BEGIN SOURCE DATA

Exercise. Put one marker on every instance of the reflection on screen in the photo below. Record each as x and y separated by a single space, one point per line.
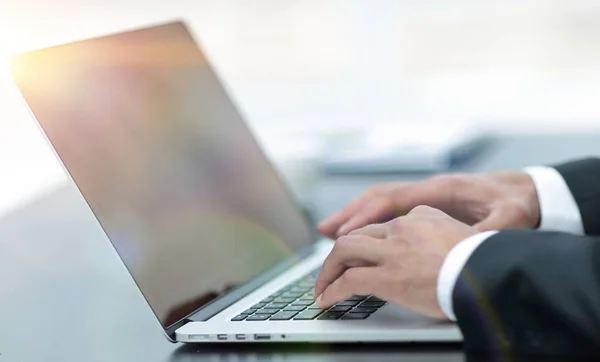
164 161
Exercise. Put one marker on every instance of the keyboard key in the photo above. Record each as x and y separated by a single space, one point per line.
267 311
340 309
364 310
358 298
308 315
276 305
294 308
284 300
372 304
356 316
283 316
305 303
331 315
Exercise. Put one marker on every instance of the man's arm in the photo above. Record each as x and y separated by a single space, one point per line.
583 180
526 291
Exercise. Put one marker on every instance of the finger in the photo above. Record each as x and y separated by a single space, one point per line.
330 226
502 218
377 231
376 210
424 210
349 251
354 281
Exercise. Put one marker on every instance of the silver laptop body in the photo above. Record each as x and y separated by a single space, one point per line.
207 229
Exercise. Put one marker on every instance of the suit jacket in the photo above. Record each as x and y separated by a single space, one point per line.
525 292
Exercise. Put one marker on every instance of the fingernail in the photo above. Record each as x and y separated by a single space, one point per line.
319 300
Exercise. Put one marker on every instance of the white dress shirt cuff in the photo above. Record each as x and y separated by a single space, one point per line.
452 267
558 209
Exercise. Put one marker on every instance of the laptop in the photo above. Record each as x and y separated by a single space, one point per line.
217 245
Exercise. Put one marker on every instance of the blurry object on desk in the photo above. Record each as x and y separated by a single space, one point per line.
400 148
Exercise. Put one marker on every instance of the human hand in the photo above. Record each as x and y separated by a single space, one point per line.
494 201
398 261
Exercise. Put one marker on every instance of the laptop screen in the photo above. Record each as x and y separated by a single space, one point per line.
165 162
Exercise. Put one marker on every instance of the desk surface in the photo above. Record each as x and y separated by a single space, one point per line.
65 296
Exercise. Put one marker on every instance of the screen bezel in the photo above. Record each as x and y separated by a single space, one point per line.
227 299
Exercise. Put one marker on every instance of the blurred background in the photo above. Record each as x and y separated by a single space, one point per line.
302 71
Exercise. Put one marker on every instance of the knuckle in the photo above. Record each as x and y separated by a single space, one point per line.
349 277
343 242
451 180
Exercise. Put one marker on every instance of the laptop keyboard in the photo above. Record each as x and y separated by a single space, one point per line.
296 302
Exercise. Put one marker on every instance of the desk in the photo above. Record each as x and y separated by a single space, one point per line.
66 297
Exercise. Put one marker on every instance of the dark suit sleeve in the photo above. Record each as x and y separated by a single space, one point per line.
531 292
583 179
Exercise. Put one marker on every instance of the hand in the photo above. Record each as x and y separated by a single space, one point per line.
398 261
495 201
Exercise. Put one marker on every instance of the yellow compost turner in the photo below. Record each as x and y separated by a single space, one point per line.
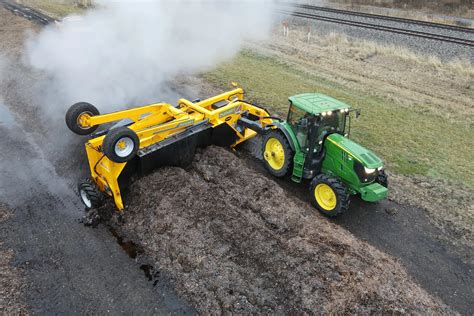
157 134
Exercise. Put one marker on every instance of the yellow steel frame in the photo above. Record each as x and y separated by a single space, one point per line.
156 122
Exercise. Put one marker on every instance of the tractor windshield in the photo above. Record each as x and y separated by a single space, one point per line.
334 123
298 119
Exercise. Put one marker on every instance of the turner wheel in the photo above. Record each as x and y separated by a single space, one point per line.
277 154
90 194
121 144
329 195
76 113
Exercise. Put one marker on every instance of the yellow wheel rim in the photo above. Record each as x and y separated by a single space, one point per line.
325 196
82 119
274 153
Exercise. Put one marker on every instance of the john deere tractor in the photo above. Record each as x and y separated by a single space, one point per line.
312 144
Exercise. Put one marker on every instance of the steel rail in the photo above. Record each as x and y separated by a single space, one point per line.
382 17
29 13
431 36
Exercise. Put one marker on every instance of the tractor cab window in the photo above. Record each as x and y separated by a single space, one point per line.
333 123
298 120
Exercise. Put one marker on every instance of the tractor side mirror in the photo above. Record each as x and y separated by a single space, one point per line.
304 122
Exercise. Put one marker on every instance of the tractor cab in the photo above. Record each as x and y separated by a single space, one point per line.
312 144
313 116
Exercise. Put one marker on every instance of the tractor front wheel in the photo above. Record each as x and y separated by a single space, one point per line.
277 153
329 195
77 114
90 194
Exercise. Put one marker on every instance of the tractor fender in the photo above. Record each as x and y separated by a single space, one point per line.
290 136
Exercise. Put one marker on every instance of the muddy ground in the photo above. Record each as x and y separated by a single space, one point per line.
69 268
235 241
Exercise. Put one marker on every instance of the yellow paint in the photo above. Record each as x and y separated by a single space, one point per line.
274 154
325 196
156 122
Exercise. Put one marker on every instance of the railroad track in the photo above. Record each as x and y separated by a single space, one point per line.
385 28
383 17
26 12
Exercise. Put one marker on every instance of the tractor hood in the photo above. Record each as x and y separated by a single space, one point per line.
359 153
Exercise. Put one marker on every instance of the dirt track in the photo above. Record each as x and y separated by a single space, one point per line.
69 268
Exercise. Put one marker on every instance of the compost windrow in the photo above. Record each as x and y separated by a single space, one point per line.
234 241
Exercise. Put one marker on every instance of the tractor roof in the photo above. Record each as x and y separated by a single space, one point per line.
316 103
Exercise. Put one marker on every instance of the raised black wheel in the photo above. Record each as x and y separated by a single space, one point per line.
90 194
382 178
75 117
121 144
329 195
277 153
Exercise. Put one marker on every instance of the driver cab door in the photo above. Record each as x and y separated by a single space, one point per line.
299 121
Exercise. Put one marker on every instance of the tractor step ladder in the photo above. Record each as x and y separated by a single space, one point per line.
298 162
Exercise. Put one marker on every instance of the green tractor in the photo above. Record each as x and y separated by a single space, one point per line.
312 144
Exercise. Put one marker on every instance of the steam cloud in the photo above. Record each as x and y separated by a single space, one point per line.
125 51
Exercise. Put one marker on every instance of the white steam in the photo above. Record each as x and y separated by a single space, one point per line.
125 51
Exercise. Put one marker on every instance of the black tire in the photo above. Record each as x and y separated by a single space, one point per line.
288 153
339 189
382 178
117 135
75 112
90 194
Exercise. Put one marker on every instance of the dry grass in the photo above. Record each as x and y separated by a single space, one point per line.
417 110
462 67
11 302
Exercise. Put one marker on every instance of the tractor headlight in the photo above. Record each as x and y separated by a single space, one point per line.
369 170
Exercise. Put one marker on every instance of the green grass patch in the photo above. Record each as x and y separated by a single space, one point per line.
411 141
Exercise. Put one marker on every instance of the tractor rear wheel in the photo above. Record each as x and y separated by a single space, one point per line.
90 194
75 116
277 153
329 195
121 144
382 178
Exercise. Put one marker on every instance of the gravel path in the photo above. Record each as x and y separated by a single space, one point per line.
441 49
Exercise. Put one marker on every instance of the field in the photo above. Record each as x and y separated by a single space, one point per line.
412 108
223 236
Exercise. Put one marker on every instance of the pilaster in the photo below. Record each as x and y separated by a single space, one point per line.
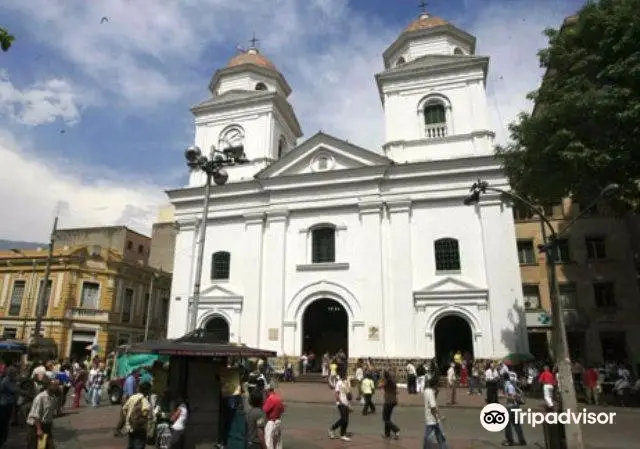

END SOURCE DATA

Show every line of the material above that contains the word "compost".

REPLY TO THE TASK
Exercise. Put one marker on every instance of the yellow compost turner in the photo below. Record each as x and y separated by a single space, one point per line.
Exercise. Put one marker on every instance of the compost windrow in the photo above. Record each as x and y separated by a single space, one point per line.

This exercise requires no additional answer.